→ EXTRAIT FOURNI
------------------------------

On ne voit pas dans ces conditions ce qui pourrait retenir Moscou de laisser le régime reconquérir Idlib, ou plutôt de l’aider dans cette entreprise, quel que soit le prix à payer pour la population civile. M. Erdogan – dont des soldats ont été tués dans l’aventure −, envoie des renforts et menace le régime syrien de foudres terribles. Une escalade entre Ankara et Damas s’esquisse. Beaucoup d’observateurs pensent cependant qu’au mieux la Turquie obtiendra un arbitrage de la Russie lui laissant une zone tampon le long de sa frontière, afin de lui permettre là comme ailleurs plus à l’est de fixer les personnes déplacées.

Pour les Européens, il est tard, bien tard, pour prendre une initiative sur Idlib. Plusieurs raisons devraient pourtant les y pousser. Cette lointaine province montagneuse de la Syrie est en réalité à nos portes. Elle jouxte la Turquie, voisine immédiate de l’UE. Le drame qui s’y déroule est la négation des valeurs sur lesquelles l’Europe s’est construite. L’opinion publique, bien que silencieuse, y est plus sensible qu’on ne le croit. De plus, Idlib recèle le risque évident d’un enchaînement conduisant à de nouveaux afflux importants de réfugiés sur notre continent. Il y a tout lieu de penser, en outre, que le dénouement par la seule force militaire et la coercition, tel que souhaité par Damas, Moscou et Téhéran, loin de résoudre le problème djihadiste, créera les conditions d’un enracinement du terrorisme. Mais que faire ?

Des dissensions se font jour entre la Russie et la Turquie

Peut-être faut-il profiter des dissensions qui se font jour entre la Russie et la Turquie, cette dernière toujours membre de l’Alliance atlantique. Les Européens, en concertation avec Washington, ont le devoir d’amplifier leur plaidoyer en faveur d’un cessez-le-feu. Pour rendre leur appel crédible, ils devraient préparer une grande opération d’aide humanitaire, mais celle-ci devrait être couplée à une offre touchant à la lutte contre les groupes djihadistes.

------------------------------

→ DONNÉES FOURNIES
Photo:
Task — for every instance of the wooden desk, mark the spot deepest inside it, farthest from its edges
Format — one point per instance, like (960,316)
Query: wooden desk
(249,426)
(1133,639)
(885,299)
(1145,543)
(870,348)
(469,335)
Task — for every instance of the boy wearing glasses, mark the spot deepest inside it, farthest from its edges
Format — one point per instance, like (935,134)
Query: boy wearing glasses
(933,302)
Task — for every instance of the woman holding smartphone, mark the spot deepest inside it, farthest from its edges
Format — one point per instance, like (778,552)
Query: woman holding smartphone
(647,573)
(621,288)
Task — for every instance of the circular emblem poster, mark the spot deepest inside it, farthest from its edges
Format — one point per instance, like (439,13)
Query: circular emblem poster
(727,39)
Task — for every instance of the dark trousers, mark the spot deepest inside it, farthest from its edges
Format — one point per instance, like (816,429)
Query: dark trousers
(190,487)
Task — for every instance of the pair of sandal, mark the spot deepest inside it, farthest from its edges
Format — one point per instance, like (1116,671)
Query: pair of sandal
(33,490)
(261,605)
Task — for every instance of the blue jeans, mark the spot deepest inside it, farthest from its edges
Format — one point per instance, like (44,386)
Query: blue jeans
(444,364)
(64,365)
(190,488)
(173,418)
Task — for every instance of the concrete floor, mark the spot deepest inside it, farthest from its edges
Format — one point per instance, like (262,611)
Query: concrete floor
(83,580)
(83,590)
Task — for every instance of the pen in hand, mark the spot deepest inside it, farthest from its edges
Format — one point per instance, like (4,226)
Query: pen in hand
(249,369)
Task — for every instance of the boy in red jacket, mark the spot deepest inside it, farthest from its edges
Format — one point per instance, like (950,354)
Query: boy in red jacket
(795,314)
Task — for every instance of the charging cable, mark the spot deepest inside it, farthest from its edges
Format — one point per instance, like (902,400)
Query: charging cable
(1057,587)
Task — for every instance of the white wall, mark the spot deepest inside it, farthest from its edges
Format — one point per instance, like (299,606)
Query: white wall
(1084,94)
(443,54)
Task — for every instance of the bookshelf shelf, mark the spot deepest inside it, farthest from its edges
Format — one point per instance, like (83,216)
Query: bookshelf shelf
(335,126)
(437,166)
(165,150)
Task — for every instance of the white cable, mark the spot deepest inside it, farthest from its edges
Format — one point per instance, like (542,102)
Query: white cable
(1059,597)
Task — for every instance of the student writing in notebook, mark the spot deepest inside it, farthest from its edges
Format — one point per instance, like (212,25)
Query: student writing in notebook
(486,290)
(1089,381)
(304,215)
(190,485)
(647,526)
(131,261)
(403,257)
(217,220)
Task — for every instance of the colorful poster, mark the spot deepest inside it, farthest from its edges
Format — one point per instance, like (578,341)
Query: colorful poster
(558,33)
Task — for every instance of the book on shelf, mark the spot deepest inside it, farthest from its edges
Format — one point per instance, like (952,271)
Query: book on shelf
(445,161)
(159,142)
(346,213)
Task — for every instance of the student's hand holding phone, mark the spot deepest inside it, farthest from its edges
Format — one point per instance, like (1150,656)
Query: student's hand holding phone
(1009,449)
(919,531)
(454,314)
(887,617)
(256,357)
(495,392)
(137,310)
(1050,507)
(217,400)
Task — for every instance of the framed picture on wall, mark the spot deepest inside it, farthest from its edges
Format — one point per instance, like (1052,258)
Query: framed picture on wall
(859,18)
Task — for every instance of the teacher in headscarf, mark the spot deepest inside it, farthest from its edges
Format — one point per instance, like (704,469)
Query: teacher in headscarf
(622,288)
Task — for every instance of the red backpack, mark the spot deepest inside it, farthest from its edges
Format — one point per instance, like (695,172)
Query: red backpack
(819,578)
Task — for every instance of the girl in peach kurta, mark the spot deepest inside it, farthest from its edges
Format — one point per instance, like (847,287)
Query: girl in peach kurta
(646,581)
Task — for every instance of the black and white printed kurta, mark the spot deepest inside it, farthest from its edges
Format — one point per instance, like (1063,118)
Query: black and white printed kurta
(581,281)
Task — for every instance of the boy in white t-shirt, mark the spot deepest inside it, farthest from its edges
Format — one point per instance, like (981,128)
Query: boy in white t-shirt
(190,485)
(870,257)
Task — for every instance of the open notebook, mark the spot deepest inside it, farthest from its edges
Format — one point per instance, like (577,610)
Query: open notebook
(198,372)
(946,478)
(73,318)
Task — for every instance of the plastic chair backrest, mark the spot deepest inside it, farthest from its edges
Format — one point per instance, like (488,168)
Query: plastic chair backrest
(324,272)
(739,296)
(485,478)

------------------------------

→ CONSIGNE
Dressez la liste de toutes les villes nommées dans l'extrait sur Idlib. Les enregistrements n'interviennent pas dans ce travail.

→ CORRIGÉ
Moscou, Ankara, Damas, Téhéran, Washington